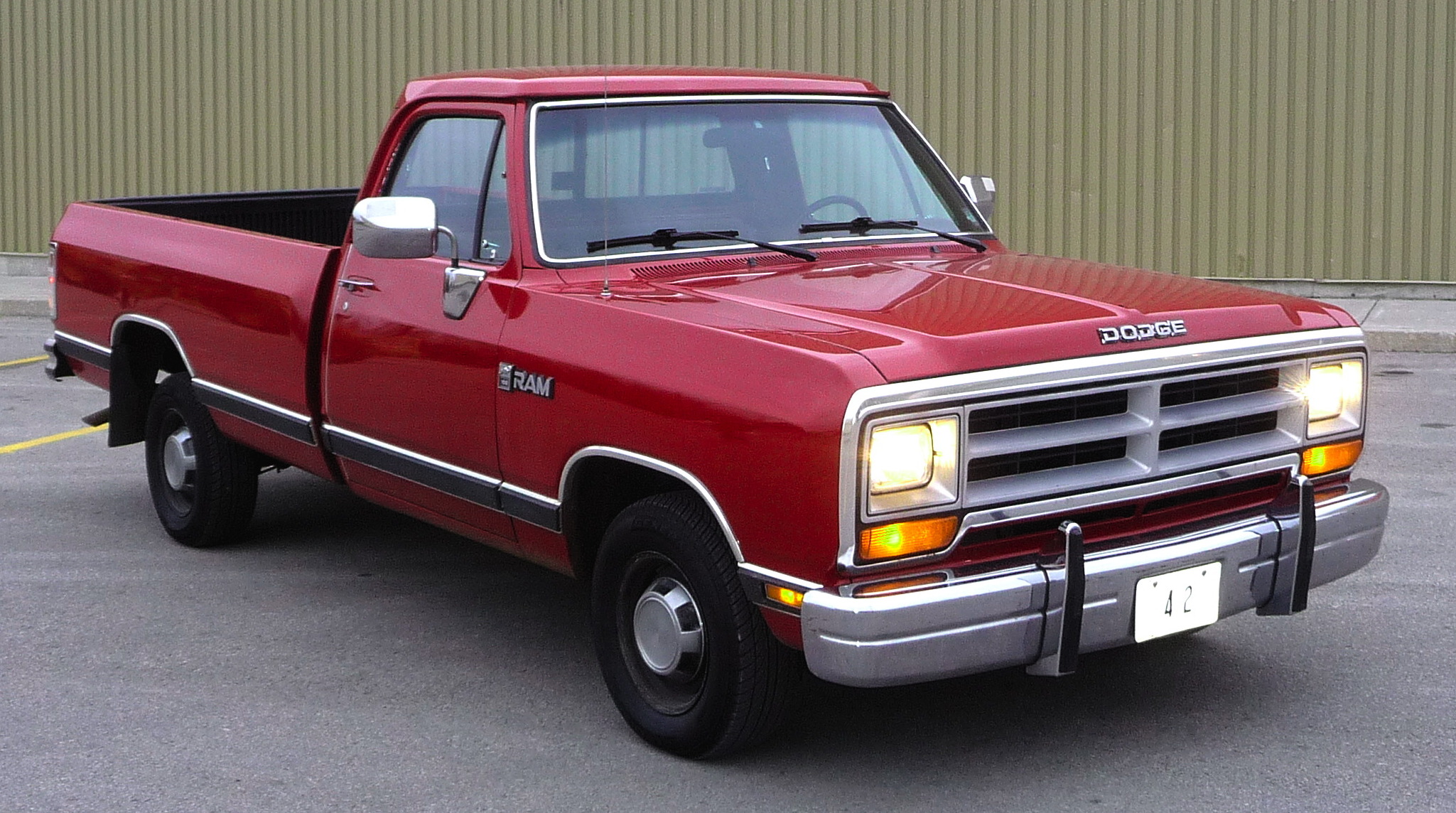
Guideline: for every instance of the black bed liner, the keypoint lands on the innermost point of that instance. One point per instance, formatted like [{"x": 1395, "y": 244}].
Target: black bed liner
[{"x": 315, "y": 216}]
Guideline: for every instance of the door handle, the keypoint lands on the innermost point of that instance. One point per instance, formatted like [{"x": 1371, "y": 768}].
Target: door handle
[{"x": 357, "y": 284}]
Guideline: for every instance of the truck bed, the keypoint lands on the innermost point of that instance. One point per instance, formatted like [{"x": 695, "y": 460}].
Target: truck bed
[
  {"x": 313, "y": 216},
  {"x": 238, "y": 280}
]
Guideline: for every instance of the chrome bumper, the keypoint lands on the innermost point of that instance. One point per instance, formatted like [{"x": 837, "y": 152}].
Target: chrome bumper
[{"x": 1002, "y": 620}]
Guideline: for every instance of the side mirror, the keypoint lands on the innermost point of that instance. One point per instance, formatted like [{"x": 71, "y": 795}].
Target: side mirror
[
  {"x": 395, "y": 227},
  {"x": 982, "y": 191}
]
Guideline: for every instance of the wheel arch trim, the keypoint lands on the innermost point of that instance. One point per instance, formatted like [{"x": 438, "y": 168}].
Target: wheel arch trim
[
  {"x": 156, "y": 324},
  {"x": 677, "y": 473}
]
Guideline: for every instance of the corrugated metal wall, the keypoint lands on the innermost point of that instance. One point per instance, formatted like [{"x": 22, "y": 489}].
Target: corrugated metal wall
[{"x": 1213, "y": 137}]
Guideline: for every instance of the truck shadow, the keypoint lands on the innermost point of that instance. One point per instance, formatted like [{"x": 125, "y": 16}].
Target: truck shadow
[{"x": 504, "y": 621}]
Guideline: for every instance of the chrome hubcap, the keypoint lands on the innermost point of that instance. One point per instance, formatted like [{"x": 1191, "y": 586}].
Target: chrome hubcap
[
  {"x": 667, "y": 628},
  {"x": 178, "y": 459}
]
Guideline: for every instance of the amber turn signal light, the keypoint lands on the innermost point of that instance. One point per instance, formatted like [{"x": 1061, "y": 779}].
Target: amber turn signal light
[
  {"x": 784, "y": 595},
  {"x": 878, "y": 588},
  {"x": 1322, "y": 459},
  {"x": 906, "y": 538}
]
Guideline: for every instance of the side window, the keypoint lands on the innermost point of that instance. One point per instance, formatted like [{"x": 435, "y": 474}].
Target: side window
[
  {"x": 446, "y": 161},
  {"x": 495, "y": 223}
]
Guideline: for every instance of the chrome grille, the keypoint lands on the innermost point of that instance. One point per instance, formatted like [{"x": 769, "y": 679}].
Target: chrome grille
[{"x": 1046, "y": 443}]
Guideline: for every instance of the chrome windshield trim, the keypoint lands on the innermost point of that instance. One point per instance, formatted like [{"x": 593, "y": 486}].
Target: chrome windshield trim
[
  {"x": 158, "y": 324},
  {"x": 676, "y": 254},
  {"x": 666, "y": 468},
  {"x": 252, "y": 401},
  {"x": 1067, "y": 372}
]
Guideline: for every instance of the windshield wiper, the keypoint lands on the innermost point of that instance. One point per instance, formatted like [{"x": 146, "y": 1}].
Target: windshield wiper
[
  {"x": 669, "y": 239},
  {"x": 861, "y": 226}
]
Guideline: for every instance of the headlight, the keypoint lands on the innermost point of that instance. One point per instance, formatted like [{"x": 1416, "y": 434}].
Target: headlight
[
  {"x": 900, "y": 458},
  {"x": 1335, "y": 397},
  {"x": 913, "y": 463}
]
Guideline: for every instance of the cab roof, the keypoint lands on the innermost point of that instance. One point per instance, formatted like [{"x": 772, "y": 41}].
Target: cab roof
[{"x": 627, "y": 80}]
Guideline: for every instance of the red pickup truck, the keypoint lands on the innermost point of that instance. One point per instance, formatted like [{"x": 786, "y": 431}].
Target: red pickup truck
[{"x": 738, "y": 350}]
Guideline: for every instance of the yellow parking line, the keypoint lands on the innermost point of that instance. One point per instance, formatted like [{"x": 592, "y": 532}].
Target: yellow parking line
[
  {"x": 18, "y": 362},
  {"x": 48, "y": 439}
]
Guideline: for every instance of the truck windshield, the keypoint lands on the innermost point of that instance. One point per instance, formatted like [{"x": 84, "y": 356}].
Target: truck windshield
[{"x": 759, "y": 168}]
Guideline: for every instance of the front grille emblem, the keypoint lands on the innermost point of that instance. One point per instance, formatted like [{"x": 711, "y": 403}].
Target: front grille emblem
[{"x": 1143, "y": 333}]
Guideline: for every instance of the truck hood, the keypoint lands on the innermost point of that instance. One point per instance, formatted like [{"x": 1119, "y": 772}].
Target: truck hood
[{"x": 944, "y": 313}]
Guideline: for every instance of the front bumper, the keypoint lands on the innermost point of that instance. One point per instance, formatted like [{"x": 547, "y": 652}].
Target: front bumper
[{"x": 1003, "y": 618}]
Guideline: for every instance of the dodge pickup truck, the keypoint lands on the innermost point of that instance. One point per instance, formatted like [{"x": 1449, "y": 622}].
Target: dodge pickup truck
[{"x": 740, "y": 352}]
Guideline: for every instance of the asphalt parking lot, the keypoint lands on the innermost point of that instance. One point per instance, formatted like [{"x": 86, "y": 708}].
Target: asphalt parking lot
[{"x": 350, "y": 659}]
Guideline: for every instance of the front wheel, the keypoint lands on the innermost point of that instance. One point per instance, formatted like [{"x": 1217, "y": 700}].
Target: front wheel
[
  {"x": 688, "y": 659},
  {"x": 203, "y": 484}
]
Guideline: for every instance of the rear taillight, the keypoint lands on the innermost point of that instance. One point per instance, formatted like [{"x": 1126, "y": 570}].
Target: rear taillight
[{"x": 50, "y": 271}]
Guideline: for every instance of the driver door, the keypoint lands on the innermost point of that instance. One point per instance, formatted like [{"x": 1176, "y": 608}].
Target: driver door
[{"x": 408, "y": 388}]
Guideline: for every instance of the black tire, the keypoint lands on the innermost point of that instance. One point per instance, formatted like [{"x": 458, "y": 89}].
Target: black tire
[
  {"x": 723, "y": 694},
  {"x": 207, "y": 496}
]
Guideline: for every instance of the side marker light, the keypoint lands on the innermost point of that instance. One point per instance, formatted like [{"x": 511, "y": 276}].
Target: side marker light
[
  {"x": 1324, "y": 459},
  {"x": 784, "y": 595},
  {"x": 906, "y": 538}
]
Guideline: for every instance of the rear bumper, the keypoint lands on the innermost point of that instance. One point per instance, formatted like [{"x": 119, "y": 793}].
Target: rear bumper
[{"x": 1001, "y": 620}]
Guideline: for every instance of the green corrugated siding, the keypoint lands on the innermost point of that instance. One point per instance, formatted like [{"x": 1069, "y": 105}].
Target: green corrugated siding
[{"x": 1212, "y": 137}]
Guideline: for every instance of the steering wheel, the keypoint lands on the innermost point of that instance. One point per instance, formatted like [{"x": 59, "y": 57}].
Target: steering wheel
[{"x": 830, "y": 200}]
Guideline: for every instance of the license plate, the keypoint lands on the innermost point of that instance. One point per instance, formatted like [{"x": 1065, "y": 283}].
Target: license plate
[{"x": 1172, "y": 602}]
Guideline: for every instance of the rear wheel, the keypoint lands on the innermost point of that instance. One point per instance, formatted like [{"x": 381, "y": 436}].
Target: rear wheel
[
  {"x": 688, "y": 659},
  {"x": 203, "y": 484}
]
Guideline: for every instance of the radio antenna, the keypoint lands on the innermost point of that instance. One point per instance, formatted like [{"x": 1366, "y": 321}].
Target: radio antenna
[{"x": 606, "y": 154}]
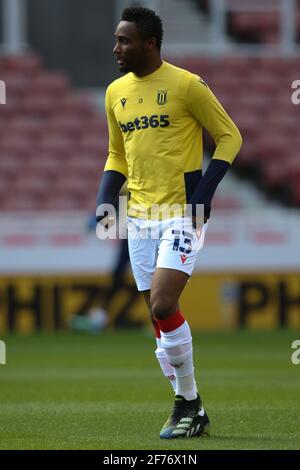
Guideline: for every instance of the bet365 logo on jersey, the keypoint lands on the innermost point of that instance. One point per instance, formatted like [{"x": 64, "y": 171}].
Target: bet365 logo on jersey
[{"x": 145, "y": 122}]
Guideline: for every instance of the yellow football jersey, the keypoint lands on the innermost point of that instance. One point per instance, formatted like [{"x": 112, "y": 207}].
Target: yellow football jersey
[{"x": 155, "y": 134}]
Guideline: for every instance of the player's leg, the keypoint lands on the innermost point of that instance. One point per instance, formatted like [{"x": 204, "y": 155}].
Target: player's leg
[
  {"x": 160, "y": 353},
  {"x": 177, "y": 254},
  {"x": 188, "y": 417},
  {"x": 143, "y": 256}
]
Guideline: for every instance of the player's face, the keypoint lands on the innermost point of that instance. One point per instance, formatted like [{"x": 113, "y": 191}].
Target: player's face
[{"x": 130, "y": 49}]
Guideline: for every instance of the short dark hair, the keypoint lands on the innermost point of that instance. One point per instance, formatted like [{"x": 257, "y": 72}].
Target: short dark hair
[{"x": 148, "y": 23}]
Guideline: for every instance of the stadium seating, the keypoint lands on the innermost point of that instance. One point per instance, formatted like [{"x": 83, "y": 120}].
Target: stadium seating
[
  {"x": 255, "y": 26},
  {"x": 52, "y": 141},
  {"x": 257, "y": 94},
  {"x": 53, "y": 144}
]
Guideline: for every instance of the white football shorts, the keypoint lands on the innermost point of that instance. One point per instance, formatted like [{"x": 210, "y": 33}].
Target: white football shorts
[{"x": 171, "y": 243}]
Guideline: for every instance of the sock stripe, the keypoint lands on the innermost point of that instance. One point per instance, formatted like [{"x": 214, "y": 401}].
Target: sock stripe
[{"x": 156, "y": 328}]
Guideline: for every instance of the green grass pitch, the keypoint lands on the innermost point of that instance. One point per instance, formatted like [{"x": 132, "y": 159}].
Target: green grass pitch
[{"x": 69, "y": 391}]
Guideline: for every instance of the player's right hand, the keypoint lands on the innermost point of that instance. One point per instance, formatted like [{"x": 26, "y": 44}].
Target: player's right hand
[{"x": 106, "y": 220}]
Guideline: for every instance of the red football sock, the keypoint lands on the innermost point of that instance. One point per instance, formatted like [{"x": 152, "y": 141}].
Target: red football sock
[{"x": 156, "y": 328}]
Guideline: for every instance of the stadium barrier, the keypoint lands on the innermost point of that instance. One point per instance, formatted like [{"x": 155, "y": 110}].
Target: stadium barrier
[{"x": 210, "y": 301}]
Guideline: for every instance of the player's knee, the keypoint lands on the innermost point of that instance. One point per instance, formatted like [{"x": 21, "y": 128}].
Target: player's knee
[{"x": 162, "y": 308}]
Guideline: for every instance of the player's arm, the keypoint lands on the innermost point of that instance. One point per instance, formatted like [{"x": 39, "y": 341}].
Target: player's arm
[
  {"x": 115, "y": 170},
  {"x": 205, "y": 107}
]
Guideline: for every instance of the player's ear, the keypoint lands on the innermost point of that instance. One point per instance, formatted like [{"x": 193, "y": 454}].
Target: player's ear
[{"x": 151, "y": 44}]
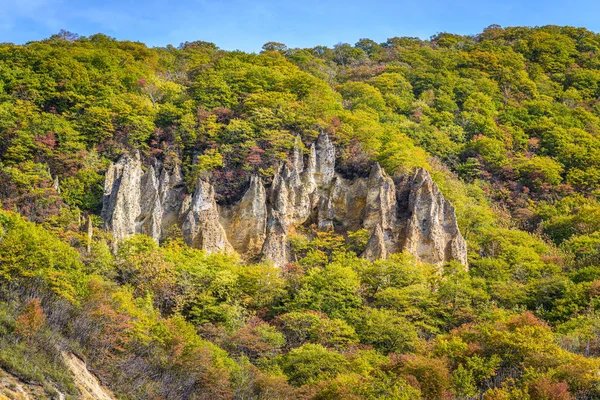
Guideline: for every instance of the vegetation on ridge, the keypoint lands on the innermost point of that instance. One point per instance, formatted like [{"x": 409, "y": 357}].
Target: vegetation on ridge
[{"x": 507, "y": 121}]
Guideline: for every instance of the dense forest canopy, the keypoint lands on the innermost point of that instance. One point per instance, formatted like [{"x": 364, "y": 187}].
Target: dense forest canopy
[{"x": 506, "y": 121}]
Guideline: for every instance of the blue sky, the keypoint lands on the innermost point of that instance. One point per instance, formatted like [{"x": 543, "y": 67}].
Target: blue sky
[{"x": 247, "y": 25}]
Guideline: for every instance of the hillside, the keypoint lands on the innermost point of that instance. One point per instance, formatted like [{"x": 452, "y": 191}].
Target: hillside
[{"x": 407, "y": 219}]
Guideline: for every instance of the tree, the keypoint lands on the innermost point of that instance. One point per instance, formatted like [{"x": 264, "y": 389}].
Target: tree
[{"x": 31, "y": 320}]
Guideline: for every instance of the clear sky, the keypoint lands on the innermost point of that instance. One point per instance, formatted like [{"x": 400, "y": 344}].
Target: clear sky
[{"x": 247, "y": 25}]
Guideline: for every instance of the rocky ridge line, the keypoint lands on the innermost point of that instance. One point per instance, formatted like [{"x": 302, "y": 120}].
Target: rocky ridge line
[{"x": 301, "y": 193}]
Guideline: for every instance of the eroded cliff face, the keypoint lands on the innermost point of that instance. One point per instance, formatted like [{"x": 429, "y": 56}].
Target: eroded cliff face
[{"x": 305, "y": 191}]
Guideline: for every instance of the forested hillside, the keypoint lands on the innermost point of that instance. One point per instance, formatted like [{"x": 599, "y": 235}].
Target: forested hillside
[{"x": 507, "y": 123}]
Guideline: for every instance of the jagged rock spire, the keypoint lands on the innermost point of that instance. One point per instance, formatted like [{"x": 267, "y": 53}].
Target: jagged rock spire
[{"x": 310, "y": 192}]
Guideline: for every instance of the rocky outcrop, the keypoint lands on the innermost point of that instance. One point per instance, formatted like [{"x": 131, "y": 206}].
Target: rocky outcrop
[
  {"x": 245, "y": 223},
  {"x": 376, "y": 246},
  {"x": 201, "y": 226},
  {"x": 407, "y": 215},
  {"x": 121, "y": 204},
  {"x": 138, "y": 201},
  {"x": 432, "y": 231}
]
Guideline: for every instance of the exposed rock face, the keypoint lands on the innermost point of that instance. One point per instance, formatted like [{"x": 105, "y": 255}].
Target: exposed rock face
[
  {"x": 246, "y": 222},
  {"x": 141, "y": 202},
  {"x": 413, "y": 216},
  {"x": 121, "y": 204},
  {"x": 432, "y": 231},
  {"x": 201, "y": 226},
  {"x": 376, "y": 247}
]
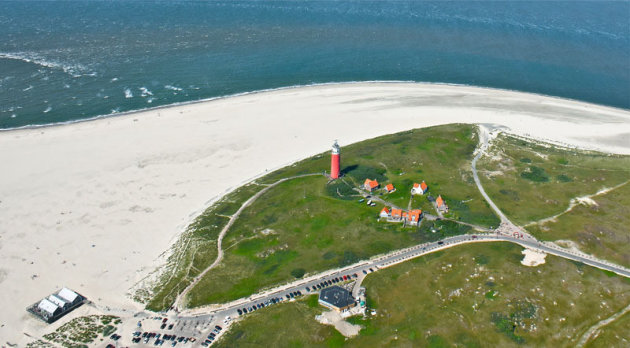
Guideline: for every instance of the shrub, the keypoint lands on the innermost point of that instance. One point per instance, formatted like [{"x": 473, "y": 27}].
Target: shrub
[
  {"x": 298, "y": 272},
  {"x": 535, "y": 174}
]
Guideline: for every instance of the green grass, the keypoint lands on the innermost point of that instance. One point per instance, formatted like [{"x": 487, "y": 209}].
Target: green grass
[
  {"x": 314, "y": 226},
  {"x": 283, "y": 326},
  {"x": 440, "y": 300},
  {"x": 600, "y": 230},
  {"x": 615, "y": 334},
  {"x": 543, "y": 184},
  {"x": 195, "y": 250}
]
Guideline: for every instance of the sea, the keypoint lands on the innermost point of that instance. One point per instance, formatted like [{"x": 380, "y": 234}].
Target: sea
[{"x": 65, "y": 61}]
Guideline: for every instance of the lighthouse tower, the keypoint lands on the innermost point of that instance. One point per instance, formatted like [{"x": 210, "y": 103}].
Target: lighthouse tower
[{"x": 335, "y": 161}]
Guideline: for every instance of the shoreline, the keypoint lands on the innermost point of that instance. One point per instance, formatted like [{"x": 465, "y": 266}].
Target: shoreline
[
  {"x": 96, "y": 205},
  {"x": 278, "y": 89}
]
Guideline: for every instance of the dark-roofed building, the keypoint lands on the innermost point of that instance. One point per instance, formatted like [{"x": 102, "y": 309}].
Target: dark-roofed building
[
  {"x": 337, "y": 298},
  {"x": 56, "y": 305}
]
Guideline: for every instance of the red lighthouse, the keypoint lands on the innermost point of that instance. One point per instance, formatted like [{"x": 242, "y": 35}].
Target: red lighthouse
[{"x": 335, "y": 161}]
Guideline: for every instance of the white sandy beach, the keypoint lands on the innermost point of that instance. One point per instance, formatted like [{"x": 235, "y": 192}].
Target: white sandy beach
[{"x": 93, "y": 205}]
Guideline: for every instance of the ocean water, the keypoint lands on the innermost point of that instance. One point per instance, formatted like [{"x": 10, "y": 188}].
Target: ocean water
[{"x": 62, "y": 61}]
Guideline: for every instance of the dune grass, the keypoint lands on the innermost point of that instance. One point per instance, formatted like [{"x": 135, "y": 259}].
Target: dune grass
[
  {"x": 441, "y": 300},
  {"x": 530, "y": 182},
  {"x": 305, "y": 225}
]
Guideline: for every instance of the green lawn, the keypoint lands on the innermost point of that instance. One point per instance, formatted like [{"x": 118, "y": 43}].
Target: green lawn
[
  {"x": 530, "y": 182},
  {"x": 303, "y": 225},
  {"x": 559, "y": 175},
  {"x": 615, "y": 334},
  {"x": 442, "y": 300},
  {"x": 194, "y": 251},
  {"x": 81, "y": 331},
  {"x": 602, "y": 230}
]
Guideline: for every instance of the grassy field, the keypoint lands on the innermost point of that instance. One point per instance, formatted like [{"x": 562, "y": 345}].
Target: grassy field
[
  {"x": 81, "y": 331},
  {"x": 290, "y": 324},
  {"x": 304, "y": 225},
  {"x": 194, "y": 251},
  {"x": 613, "y": 335},
  {"x": 601, "y": 229},
  {"x": 531, "y": 182},
  {"x": 477, "y": 295}
]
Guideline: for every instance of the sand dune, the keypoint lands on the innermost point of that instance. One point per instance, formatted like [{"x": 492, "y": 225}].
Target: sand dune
[{"x": 93, "y": 205}]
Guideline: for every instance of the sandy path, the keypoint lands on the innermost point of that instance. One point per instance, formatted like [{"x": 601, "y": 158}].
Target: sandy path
[
  {"x": 233, "y": 218},
  {"x": 595, "y": 328},
  {"x": 94, "y": 205}
]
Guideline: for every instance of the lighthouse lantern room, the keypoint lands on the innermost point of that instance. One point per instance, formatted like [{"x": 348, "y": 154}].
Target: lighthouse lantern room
[{"x": 335, "y": 161}]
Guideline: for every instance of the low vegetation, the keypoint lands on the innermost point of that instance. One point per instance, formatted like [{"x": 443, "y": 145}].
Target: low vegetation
[
  {"x": 306, "y": 225},
  {"x": 599, "y": 227},
  {"x": 82, "y": 331},
  {"x": 615, "y": 334},
  {"x": 442, "y": 300},
  {"x": 194, "y": 251}
]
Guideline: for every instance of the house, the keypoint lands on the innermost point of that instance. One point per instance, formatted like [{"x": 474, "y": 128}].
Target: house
[
  {"x": 441, "y": 204},
  {"x": 385, "y": 213},
  {"x": 47, "y": 309},
  {"x": 337, "y": 298},
  {"x": 370, "y": 185},
  {"x": 59, "y": 302},
  {"x": 56, "y": 305},
  {"x": 419, "y": 189},
  {"x": 396, "y": 214}
]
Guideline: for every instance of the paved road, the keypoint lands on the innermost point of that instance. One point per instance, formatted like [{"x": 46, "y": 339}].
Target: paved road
[
  {"x": 280, "y": 293},
  {"x": 233, "y": 218},
  {"x": 507, "y": 232}
]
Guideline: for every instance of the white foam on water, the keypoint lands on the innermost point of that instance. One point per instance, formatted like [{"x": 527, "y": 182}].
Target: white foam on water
[
  {"x": 75, "y": 70},
  {"x": 173, "y": 88},
  {"x": 144, "y": 92}
]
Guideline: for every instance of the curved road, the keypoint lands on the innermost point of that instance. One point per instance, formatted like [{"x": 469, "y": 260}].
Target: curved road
[
  {"x": 506, "y": 232},
  {"x": 233, "y": 218}
]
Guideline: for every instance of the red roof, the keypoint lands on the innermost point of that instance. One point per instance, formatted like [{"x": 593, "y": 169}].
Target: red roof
[
  {"x": 439, "y": 201},
  {"x": 370, "y": 183},
  {"x": 414, "y": 215}
]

# [TASK STATEMENT]
Print, without alteration, only the lines above between the one holding "Guideline: for every instance of the chrome grille, the" and the one holding "Guideline: for every instance of the chrome windshield", inclusive.

# [RESULT OF THE TASK]
Guideline: for every instance of the chrome grille, the keypoint lands on the innermost point of that instance. One point per instance, formatted like [{"x": 769, "y": 679}].
Target: chrome grille
[{"x": 1046, "y": 443}]
Guideline: for every instance of the chrome windshield trim, the keypoint lands on the innermost point of that instance. One point per instance, formatted like [{"x": 593, "y": 486}].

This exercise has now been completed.